** Opening SUPPLIED MATERIAL block **
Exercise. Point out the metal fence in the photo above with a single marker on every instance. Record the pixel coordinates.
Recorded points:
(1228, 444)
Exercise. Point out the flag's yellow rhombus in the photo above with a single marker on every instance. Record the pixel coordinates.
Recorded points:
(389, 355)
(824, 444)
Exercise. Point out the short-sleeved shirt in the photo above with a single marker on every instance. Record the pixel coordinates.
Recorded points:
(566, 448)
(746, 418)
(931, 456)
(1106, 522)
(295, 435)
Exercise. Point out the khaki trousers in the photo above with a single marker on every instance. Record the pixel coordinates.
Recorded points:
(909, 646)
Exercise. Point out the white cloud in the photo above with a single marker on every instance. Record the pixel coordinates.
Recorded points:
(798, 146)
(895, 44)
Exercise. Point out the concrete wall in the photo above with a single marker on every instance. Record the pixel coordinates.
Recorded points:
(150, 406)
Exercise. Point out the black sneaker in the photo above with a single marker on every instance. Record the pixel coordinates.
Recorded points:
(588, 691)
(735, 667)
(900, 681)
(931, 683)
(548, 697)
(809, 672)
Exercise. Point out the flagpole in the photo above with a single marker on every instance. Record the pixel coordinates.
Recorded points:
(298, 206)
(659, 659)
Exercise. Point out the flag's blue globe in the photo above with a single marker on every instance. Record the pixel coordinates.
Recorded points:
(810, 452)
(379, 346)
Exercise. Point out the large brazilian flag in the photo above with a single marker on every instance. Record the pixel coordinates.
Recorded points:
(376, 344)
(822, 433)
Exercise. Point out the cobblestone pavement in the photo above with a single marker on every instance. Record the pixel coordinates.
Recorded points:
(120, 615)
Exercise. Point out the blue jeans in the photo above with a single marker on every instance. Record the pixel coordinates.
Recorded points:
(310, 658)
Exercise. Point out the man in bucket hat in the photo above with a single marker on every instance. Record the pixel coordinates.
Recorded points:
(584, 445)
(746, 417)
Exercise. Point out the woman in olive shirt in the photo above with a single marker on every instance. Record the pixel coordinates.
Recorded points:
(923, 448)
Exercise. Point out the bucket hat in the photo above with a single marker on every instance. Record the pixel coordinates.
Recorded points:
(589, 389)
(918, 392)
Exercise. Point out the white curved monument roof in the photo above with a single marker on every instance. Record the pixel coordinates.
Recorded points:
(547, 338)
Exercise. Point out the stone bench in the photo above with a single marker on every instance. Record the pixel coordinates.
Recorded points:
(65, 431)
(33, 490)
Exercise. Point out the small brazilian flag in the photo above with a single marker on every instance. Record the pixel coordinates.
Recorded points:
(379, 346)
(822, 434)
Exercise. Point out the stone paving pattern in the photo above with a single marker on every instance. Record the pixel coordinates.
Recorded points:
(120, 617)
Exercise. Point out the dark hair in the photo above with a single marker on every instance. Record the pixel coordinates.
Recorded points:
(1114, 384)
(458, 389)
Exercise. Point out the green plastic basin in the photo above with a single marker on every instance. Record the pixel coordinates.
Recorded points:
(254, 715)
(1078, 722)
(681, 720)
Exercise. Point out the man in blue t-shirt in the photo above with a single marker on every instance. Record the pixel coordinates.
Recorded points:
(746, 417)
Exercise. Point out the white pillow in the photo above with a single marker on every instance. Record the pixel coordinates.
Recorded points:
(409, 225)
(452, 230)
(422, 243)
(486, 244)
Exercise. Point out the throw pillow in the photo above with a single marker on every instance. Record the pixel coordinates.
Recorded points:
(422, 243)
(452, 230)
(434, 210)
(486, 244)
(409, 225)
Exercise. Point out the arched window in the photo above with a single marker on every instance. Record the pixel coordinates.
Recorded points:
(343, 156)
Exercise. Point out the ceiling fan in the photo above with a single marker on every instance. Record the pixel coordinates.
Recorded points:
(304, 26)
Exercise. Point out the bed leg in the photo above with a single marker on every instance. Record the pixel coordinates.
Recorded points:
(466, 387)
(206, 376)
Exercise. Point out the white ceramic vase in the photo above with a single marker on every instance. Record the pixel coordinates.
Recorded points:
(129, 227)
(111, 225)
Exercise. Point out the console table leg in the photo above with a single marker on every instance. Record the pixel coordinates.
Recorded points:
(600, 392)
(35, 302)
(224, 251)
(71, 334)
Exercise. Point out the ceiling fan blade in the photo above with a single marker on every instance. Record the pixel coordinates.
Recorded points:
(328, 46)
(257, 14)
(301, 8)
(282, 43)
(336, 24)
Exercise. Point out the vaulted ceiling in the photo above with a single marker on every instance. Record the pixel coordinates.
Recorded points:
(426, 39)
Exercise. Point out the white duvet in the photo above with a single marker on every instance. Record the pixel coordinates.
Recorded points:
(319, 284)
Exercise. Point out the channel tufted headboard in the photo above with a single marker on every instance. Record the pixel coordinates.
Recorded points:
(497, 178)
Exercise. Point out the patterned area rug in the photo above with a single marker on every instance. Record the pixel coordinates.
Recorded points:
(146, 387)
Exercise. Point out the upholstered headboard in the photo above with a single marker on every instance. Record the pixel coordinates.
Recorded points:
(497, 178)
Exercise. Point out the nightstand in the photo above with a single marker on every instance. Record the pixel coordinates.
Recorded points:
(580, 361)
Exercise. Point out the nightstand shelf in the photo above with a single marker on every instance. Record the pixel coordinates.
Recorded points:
** Closing SUPPLIED MATERIAL block **
Print the records verbatim, stopping after the "Exercise. Point out the black" line.

Exercise. Point out the metal fence in the photo above with a single marker on every instance. Record the pixel coordinates.
Recorded points:
(1228, 444)
Exercise. Point out the flag's yellow rhombus in the photo above with a single marker on every instance. Record the pixel coordinates.
Recorded points:
(389, 355)
(824, 444)
Exercise. Point out the short-sleeved shirt in the photo above with a single marker on every instance. Record the pixel coordinates.
Recorded points:
(566, 448)
(746, 418)
(931, 456)
(1106, 522)
(295, 435)
Exercise. Point out the khaki trousers in the photo above with a single marker on every instance. Record the pixel coordinates.
Recorded points:
(909, 646)
Exercise. Point out the white cloud in the photo above with a single marker on every instance. Record the pixel coordinates.
Recorded points:
(798, 146)
(895, 44)
Exercise. Point out the concrete wall in the photo above with a single marker on every instance. Record the pixel coordinates.
Recorded points:
(150, 406)
Exercise. Point out the black sneaker in the photo above with a single marker on every instance. Record the pixel coordinates.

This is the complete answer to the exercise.